(Photo object pointing records)
#####

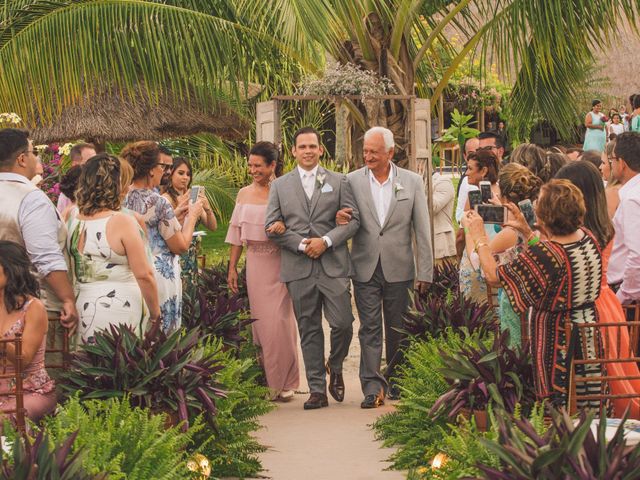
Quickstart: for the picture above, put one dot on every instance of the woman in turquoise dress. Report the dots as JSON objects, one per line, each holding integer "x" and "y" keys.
{"x": 596, "y": 136}
{"x": 167, "y": 238}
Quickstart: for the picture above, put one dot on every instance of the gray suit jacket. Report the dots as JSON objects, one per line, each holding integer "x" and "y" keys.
{"x": 314, "y": 218}
{"x": 391, "y": 243}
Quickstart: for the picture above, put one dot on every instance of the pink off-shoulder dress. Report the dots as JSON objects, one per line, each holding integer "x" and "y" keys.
{"x": 275, "y": 329}
{"x": 39, "y": 390}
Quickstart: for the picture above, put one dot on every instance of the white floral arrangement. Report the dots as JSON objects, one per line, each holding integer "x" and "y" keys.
{"x": 347, "y": 79}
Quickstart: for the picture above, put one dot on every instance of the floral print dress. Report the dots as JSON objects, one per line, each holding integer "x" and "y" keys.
{"x": 107, "y": 291}
{"x": 162, "y": 224}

#####

### INSTRUCTIONS TO FOLLOW
Transcribe all of the rows above verbatim, omitting the pictures from your answer.

### EXPECTED ANSWER
Quickstart: for the picture above, put one dot on every instance of the woman in turquoise dress. Report the dots as JSON objects, one per line, each holding integer "x" and "y" keys.
{"x": 596, "y": 136}
{"x": 167, "y": 238}
Quickstart: for the picture above, put one dot on every instance of the gray suit jacket. Report the dots as JSON objects, one per line, each holding integer "x" and "y" keys.
{"x": 314, "y": 218}
{"x": 391, "y": 243}
Quickstart: for the picture above, put one dot on every instance of the pink off-shoulder dress. Report the dots as JSON objects, one per line, each holding integer "x" and "y" keys.
{"x": 275, "y": 329}
{"x": 39, "y": 390}
Quickstart: for the picture above, put one dot on every instance of the white floral arrangement. Report the dots as JSON objects, one per line, each holding integer "x" and "y" keys.
{"x": 347, "y": 79}
Quickstart: for the picture above, put one dot on every instance of the floral print dress. Report the dots as JSON objects, one per line, each holding integer "x" and "y" keys.
{"x": 107, "y": 291}
{"x": 162, "y": 224}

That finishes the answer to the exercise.